╭─ SOURCE PASSAGE

We are into ‘whims’. We got married quite quickly; had babies rather quickly and are now going around populating our garage with furry creatures -quite quickly. I think to survive the melancholy of life, sometimes, you just have to do things on a ‘whim’.
When I was younger, before courts hauled parents over the coals for keeping children off school and publicly disgraced them for sneaking off to Minorca, we used to have the odd ‘stolen’ day. Now, my mother valued education, she ended up with children who have all studied and two ended up teaching, but, she knew the value of ‘whims’. We used to wake up bleary-eyed, heads hanging and expecting the usual: uniformed, bag-packed, walk of death to school, when, she’d suddenly say, “we are not going today”. The shock would ripple. “What do you mean?!” elated voices would implore. “We are going to have a stolen day”, came the blasé reply. Oh did I love it. We’d go to the zoo or somewhere special and relish every minute of it because we ‘knew’ it was stolen. Like someone else’s chips- it was so much better. Now, don’t go trying it and blaming me if your kids nag you for more; become school refusers and shop you for it. I’m not advocating it as a parenting choice, i’m just pointing out that ‘whims’ can be beautifully refreshing- and memorable!
‘Whims’ also get things neatly into perspective as an adult. When you really feel ‘that’ person’s opinion matters sooooo much, or, you absolutely ‘have’ to do this thing or that, ‘whims’ can come along and blast that out of the water. It is a bit of a finger-up to the rules, but, history is littered with those who have broken the rules and it has served them very well on occasion. This is coming from a teacher – a mouthpiece for the rules.

╰─
╭─ RECORDED DATA

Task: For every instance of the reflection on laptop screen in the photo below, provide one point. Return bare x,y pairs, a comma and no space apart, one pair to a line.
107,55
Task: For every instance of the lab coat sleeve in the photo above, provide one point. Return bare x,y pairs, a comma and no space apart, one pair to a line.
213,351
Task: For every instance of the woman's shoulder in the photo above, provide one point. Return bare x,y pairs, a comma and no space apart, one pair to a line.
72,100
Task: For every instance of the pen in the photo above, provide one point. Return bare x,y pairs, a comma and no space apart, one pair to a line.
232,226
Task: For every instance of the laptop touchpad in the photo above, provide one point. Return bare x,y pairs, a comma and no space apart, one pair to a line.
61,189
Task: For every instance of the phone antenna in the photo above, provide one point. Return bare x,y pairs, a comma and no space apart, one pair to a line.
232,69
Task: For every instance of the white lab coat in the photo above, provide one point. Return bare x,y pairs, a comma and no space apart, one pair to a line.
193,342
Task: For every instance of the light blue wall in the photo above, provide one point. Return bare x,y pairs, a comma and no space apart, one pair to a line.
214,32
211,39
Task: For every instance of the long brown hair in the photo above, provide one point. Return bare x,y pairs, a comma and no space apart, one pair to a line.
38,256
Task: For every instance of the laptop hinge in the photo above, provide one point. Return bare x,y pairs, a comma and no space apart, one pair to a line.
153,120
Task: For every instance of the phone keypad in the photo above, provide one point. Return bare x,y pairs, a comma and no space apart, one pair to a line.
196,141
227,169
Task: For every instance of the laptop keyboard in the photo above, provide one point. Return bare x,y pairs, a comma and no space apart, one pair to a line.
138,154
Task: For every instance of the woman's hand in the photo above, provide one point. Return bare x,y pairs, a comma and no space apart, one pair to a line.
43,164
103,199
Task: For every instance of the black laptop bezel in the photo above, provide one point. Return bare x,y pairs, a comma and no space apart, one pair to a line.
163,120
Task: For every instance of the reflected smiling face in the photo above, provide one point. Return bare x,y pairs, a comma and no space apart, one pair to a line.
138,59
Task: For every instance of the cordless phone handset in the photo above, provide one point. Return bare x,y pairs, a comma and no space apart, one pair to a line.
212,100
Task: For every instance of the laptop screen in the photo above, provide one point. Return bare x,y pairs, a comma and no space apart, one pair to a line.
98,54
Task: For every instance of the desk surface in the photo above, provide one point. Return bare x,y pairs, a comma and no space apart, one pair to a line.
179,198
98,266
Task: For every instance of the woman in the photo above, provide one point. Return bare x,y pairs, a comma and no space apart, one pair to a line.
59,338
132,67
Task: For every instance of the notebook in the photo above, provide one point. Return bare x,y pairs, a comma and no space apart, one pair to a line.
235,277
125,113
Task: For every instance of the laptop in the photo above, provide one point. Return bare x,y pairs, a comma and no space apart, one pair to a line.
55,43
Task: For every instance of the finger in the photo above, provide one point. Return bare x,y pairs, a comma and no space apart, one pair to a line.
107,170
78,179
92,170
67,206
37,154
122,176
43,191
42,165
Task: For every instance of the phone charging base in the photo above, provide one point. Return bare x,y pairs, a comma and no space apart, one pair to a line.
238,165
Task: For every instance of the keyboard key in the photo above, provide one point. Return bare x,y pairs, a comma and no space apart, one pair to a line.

╰─

YOUR GOAL :: Please write out the piece on whims again, everything from "We are into" down to "on a ‘whim’.", replacing "garage" with "shed".

THE COMPLETED TASK ::
We are into ‘whims’. We got married quite quickly; had babies rather quickly and are now going around populating our shed with furry creatures -quite quickly. I think to survive the melancholy of life, sometimes, you just have to do things on a ‘whim’.